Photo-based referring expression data
----
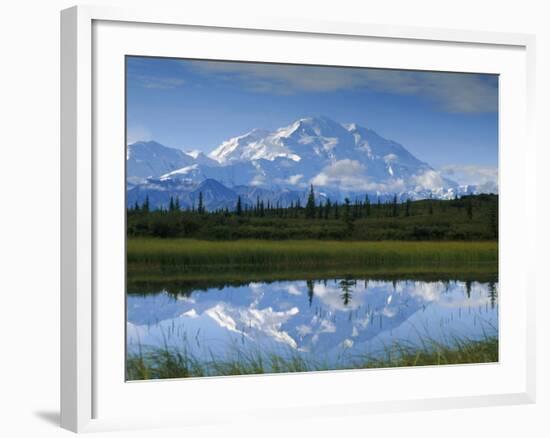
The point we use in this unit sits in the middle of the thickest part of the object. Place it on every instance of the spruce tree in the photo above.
(239, 208)
(201, 204)
(310, 205)
(367, 205)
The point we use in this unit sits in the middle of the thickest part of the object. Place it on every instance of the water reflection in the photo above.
(330, 321)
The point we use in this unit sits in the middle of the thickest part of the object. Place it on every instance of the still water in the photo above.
(329, 321)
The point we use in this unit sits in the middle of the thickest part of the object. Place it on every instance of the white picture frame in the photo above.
(89, 399)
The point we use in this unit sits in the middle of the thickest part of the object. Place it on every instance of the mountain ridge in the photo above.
(338, 160)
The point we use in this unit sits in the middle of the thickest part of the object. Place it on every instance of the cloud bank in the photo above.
(452, 92)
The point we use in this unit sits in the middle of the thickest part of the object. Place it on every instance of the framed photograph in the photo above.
(277, 218)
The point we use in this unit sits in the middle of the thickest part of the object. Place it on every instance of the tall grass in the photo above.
(200, 254)
(164, 363)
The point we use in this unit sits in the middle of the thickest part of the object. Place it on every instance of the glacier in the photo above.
(339, 160)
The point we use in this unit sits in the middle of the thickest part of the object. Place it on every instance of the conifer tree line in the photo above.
(367, 217)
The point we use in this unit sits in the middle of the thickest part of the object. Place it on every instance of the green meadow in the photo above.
(191, 254)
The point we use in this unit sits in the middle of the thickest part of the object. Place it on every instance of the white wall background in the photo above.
(29, 214)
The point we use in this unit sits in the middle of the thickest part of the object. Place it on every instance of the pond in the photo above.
(332, 323)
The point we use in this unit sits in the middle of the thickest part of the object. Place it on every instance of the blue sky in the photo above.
(449, 120)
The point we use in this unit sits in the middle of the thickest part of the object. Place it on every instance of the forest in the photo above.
(468, 218)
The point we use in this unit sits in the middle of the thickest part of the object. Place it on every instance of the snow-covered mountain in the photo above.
(279, 166)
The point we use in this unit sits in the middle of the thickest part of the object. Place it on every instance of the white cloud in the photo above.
(158, 82)
(453, 92)
(484, 176)
(295, 179)
(352, 175)
(430, 180)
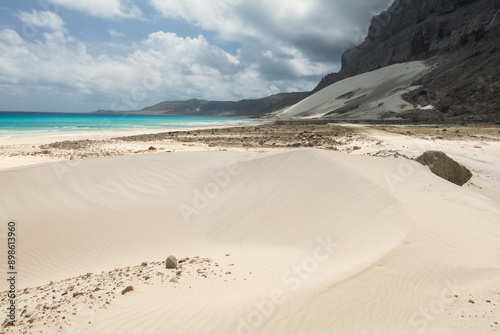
----
INSTRUCTIONS FOR THE TASK
Each record above must be returned exactly as written, with its pictures omitted.

RESPONSE BOX
The point we use in this unit sits in the middle of the thickest part of the object. Place it on every instance of the spruce tree in the photo above.
(239, 208)
(201, 204)
(310, 205)
(367, 205)
The point we use in this unit sits in the middle of the thickest part of the object. Place it on every instance of the water reflection in the photo above.
(330, 321)
The point we use in this unit sits in the middle of the thickest part of the object. Place it on every instance of the still water in the photo above.
(329, 321)
The point we use in this unit sits in the middle of the thickest part of the object. Place it on every instance of the white picture frame in the photo above.
(89, 399)
The point we use in this unit sits in the middle of the thickest part of the object. Place it on every instance of the mountain ridge in the photo above.
(338, 160)
The point we use in this unit sits in the middle of the thickest part of the object. Place it on every instance of the cloud bank in the photo above.
(452, 92)
The point we use in this unit sits in the middle of the thickest part of the object. Place it on every instance of the framed photograph in the photo above.
(277, 218)
The point we use in this unit sits in the middle of the thickest part of the object. Place it on every instance of the tall grass in the photo above.
(200, 254)
(164, 363)
The point we use in this unit sits in the middle of the thickest part of the object. Place it on every instance of the glacier in the photo above.
(339, 160)
The point we use in this unit sits in the middle of the thickest part of the object. Place it on every instance of the conifer tree line in the photo above.
(367, 217)
The point we use in this unit sits in the middle of the thickest part of the object. Place it on every instance of the green meadow in the photo above.
(191, 254)
The point we use in this unit sits in the middle of the thickest part of the object. Place it on every instance of the white wall background in the photo above.
(29, 214)
The point we use in this unit sits in the middle of the thickest part of the object. Place it on every instance of the pond in the photo above.
(332, 323)
The point we use in this unit sits in the middle of the thickest part of the object. Place it on every instance of the blue sky in the photo above.
(449, 120)
The point we use in this unit sits in the middle of the thickest part of the object. Place it on every instance of the forest in the photo above.
(468, 218)
The point we use in this unit sits in the middle of the thickest part of the object. Place it on every instance of the snow-covered mountain in the photo above.
(279, 166)
The point we use in this unit sits in the middle of the thickest part of the object. Place it on every instance of the white cloud in the photo above.
(158, 82)
(453, 92)
(484, 176)
(295, 179)
(352, 175)
(430, 180)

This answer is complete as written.